▸ **Короткая задача a**: Выпишите из перечня ниже каждую строку, в которой встречается строка «desert», с учётом регистра букв.

▸ **Приведённый отрывок**:
---

Смекни!
smekni.com

Исцеление от культов: помощь жертвам психологического и духовного насилия (стр. 22 из 105)

Возвращение к разговору об этом означало, в лучшем случае, наказание, в худшем - перспективу оказаться вышибленным. После того, как ты оказался в этом мире, каким бы ужасным он ни был, быть выброшенным из него стало немыслимой альтернативой: Это означало провал в испытании; даже хуже, это означало обмануть ожидания рабочего класса, предать идеалы, которые в первую очередь привлекли нас на сторону партии. Это также означало признание того, что мы купились на ужасную ложь и, сделав это, причинили боль нашим товарищам так же, как они причинили боль нам. Попав в такую западню, порядочные человеческие существа, которыми мы были, не скажут легко:”Простите, друзья, я выбираюсь отсюда”. Скорее они будут искать способы дать рационалистическое объяснение своему раболепству и эксплуатации.

В этом смысле от нас требовалось отказываться от своего “я”, чтобы “срезать горчицу”. И мы делали именно это - возможно, неосознанно - потому что мы отчаянно хотели верить. Через определенное время кадровый борец подавлял или отказывался от любого клочка независимости и критического мышления., “подчиняясь” критике и партийным стандартам обличения, унижения и наказания, так же как и любому другому партийному решению. Какие бы внутренние битвы ни происходили, когда член партии инстинктивно чувствовал, что что-то было неверно, они неизменно выигрывались партийным голосом в голове каждого человека. Допартийные нормы или ценности были превращены в кажущиеся “антиреволюционными” перед лицом нашей подготовки, которая учила нас гнать от себя подобные индивидуалистические мысли. Таким образом, каждый человек спокойно уничтожал любые отступающие от партийных норм мысли, обращал их внутрь, думая про себя, как длинна дорога к кадровому идеалу.

Внушение этого крайнего уровня повиновения и верности каждому борцу было первейшей функцией верховного руководства партии. Сразу же после вступления члены подвергались одной проверке за другой, чтобы убедиться в их преданности и готовности служить и приносить жертвы. Для партии эти проверки были способом избавиться от “слабого”. Кадровая вербовка была нацелена на ориентированных на достижения личностей, которые могли бы хорошо служить партии; эти проверки были предназначены для того, чтобы научить этих стремящихся к высоким достижениям людей, как осуществить ожидания авторитетных личностей. Партийной целью насаждения среды постоянной критики было не столько желание гарантировать, что работа выполняется правильно, сколько стремление создать атмосферу напряжения и недостатка уверенности, которая держала борцов на грани.

---

▸ **Короткая задача b**: Запишите без изменений часть отрывка о культах: начните со слов, содержащих «Исцеление от культов: помощь», и остановитесь после слов «раболепству и эксплуатации.».

---

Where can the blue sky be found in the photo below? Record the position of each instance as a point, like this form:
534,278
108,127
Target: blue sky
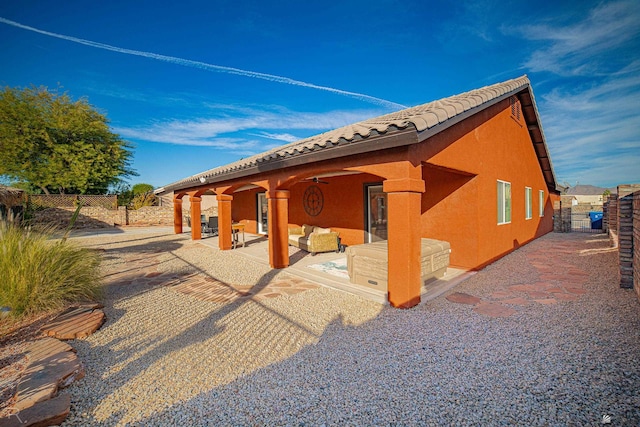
194,85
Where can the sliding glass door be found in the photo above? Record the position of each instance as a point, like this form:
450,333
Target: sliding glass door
263,226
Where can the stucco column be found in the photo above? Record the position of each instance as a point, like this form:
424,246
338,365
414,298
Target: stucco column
177,216
278,218
404,233
224,221
196,228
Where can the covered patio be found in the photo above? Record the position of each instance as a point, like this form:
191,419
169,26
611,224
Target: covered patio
329,269
427,172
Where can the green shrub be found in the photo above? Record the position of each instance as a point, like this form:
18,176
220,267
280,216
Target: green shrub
39,273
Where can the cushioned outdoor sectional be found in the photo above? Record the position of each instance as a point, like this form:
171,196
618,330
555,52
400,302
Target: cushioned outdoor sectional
313,239
367,264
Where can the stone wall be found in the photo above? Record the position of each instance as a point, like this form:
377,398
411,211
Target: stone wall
151,215
99,217
636,242
89,217
612,219
625,240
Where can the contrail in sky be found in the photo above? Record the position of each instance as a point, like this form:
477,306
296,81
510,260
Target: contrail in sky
209,67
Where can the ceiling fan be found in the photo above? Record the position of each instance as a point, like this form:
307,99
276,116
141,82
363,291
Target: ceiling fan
316,180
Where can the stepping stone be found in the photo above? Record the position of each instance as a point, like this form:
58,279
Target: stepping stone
77,322
46,347
45,375
493,309
523,288
501,294
546,301
565,297
462,298
48,413
515,301
537,294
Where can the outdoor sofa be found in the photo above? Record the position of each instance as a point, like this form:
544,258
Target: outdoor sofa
313,239
367,264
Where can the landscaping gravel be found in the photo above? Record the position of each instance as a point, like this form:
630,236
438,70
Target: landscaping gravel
325,357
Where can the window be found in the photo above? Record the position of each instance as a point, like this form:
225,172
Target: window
504,202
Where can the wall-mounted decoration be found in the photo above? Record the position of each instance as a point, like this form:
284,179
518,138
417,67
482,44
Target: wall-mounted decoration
313,200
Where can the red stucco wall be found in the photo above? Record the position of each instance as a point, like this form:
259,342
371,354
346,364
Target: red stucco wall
460,167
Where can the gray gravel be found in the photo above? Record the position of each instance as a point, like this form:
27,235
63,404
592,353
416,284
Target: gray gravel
324,357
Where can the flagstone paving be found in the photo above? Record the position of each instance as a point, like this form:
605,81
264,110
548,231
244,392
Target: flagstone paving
560,281
202,286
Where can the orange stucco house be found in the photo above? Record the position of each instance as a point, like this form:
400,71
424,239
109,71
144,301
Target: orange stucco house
472,169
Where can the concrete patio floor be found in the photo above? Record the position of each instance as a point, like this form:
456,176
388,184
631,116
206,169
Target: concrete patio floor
256,249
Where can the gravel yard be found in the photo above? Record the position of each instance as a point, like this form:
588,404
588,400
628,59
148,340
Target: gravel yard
325,357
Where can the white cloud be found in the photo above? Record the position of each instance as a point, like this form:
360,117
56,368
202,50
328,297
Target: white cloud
586,47
593,133
286,137
233,127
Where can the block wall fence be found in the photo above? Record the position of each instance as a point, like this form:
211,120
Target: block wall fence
99,217
623,224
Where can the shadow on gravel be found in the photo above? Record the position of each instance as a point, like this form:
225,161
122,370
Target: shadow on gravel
567,364
153,352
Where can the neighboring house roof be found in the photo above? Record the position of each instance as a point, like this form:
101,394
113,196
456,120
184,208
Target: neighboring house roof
422,121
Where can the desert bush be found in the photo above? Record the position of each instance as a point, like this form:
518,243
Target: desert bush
39,273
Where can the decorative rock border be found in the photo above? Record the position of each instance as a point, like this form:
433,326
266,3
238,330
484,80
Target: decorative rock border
560,281
53,365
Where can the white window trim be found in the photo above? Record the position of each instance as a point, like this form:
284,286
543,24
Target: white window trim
503,206
528,202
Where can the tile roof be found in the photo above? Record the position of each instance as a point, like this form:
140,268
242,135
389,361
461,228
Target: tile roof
422,118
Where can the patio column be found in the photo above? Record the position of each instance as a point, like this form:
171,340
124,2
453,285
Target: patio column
404,233
278,219
224,221
196,228
177,216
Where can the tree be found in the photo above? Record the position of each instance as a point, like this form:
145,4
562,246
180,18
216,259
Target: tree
59,145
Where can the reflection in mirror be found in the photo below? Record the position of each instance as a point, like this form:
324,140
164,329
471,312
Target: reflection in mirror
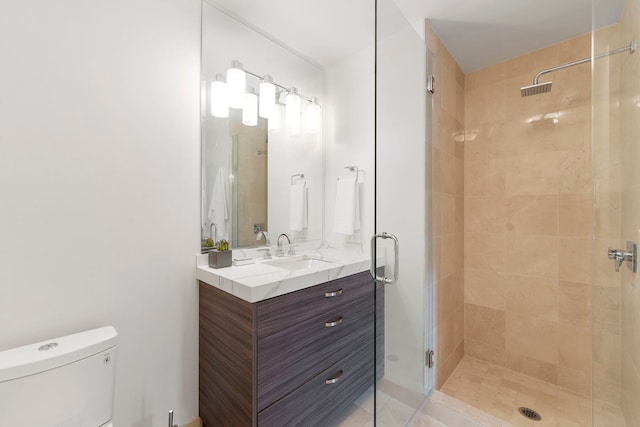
246,187
249,191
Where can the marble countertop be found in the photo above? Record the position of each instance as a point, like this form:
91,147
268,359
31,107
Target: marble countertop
264,279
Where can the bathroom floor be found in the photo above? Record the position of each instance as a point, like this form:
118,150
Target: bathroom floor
437,410
480,394
500,392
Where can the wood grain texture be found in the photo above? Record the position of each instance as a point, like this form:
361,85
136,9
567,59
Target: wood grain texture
317,403
264,363
226,357
303,349
306,303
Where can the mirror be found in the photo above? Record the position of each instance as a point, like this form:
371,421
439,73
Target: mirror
266,177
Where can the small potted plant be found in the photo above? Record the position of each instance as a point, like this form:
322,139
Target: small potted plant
221,255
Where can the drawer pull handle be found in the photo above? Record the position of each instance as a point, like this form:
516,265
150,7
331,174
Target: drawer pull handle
334,323
334,379
333,294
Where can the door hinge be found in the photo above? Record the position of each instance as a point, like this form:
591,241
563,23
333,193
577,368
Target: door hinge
431,84
428,359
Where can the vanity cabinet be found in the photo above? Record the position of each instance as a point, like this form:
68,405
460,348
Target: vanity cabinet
296,359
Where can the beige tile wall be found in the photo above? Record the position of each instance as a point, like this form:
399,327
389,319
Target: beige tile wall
448,207
527,217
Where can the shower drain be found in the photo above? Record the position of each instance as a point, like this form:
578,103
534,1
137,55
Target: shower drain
529,413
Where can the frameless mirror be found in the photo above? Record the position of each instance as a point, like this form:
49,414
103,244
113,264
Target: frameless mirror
258,174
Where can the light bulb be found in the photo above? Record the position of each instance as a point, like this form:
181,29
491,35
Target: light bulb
292,102
250,111
314,114
267,97
237,82
219,97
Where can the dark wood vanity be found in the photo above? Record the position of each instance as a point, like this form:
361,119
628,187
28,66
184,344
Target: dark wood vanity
297,359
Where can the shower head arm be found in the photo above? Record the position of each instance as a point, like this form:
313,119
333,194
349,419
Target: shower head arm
631,48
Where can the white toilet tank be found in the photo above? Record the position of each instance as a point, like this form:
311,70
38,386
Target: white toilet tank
62,382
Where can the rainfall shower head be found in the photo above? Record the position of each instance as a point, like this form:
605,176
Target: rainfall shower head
535,89
538,88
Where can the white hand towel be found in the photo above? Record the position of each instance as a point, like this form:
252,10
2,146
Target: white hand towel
298,207
218,213
346,218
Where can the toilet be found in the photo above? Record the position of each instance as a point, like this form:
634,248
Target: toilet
62,382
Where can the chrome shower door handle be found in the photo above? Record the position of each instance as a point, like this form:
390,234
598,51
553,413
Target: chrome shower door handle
620,255
396,250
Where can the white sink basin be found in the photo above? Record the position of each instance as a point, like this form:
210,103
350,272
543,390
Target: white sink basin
301,263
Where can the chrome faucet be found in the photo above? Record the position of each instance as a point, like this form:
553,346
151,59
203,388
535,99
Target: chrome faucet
261,234
280,250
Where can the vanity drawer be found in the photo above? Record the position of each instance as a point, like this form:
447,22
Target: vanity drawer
290,357
278,313
319,400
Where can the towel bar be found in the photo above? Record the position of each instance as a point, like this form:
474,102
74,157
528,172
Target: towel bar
298,175
352,169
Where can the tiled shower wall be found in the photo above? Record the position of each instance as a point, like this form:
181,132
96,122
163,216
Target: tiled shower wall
447,207
527,217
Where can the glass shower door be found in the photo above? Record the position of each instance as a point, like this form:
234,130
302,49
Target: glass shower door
402,201
615,296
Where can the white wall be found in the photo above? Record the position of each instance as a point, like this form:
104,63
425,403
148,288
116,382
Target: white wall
226,39
99,188
349,141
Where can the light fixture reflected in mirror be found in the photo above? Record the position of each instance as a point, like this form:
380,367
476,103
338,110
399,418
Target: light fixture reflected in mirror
273,123
250,110
292,112
219,97
237,82
267,105
314,114
267,97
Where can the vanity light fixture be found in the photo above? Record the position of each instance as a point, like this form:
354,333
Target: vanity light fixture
292,112
267,97
270,101
250,110
219,97
237,82
314,114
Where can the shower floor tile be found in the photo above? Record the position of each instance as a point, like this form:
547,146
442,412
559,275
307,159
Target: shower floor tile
500,392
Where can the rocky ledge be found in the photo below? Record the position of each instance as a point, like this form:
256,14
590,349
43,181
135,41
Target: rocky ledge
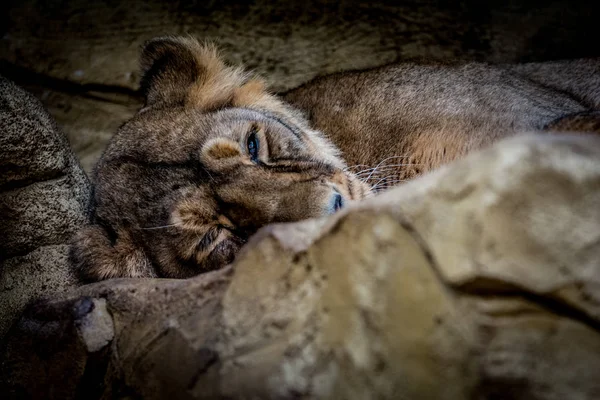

---

▸ **Ответ a**:
Where can the desert bush be found in the photo above? Record the position of each instance as a point, like this form:
Target: desert bush

▸ **Ответ b**:
Исцеление от культов: помощь жертвам психологического и духовного насилия (стр. 22 из 105)

Возвращение к разговору об этом означало, в лучшем случае, наказание, в худшем - перспективу оказаться вышибленным. После того, как ты оказался в этом мире, каким бы ужасным он ни был, быть выброшенным из него стало немыслимой альтернативой: Это означало провал в испытании; даже хуже, это означало обмануть ожидания рабочего класса, предать идеалы, которые в первую очередь привлекли нас на сторону партии. Это также означало признание того, что мы купились на ужасную ложь и, сделав это, причинили боль нашим товарищам так же, как они причинили боль нам. Попав в такую западню, порядочные человеческие существа, которыми мы были, не скажут легко:”Простите, друзья, я выбираюсь отсюда”. Скорее они будут искать способы дать рационалистическое объяснение своему раболепству и эксплуатации.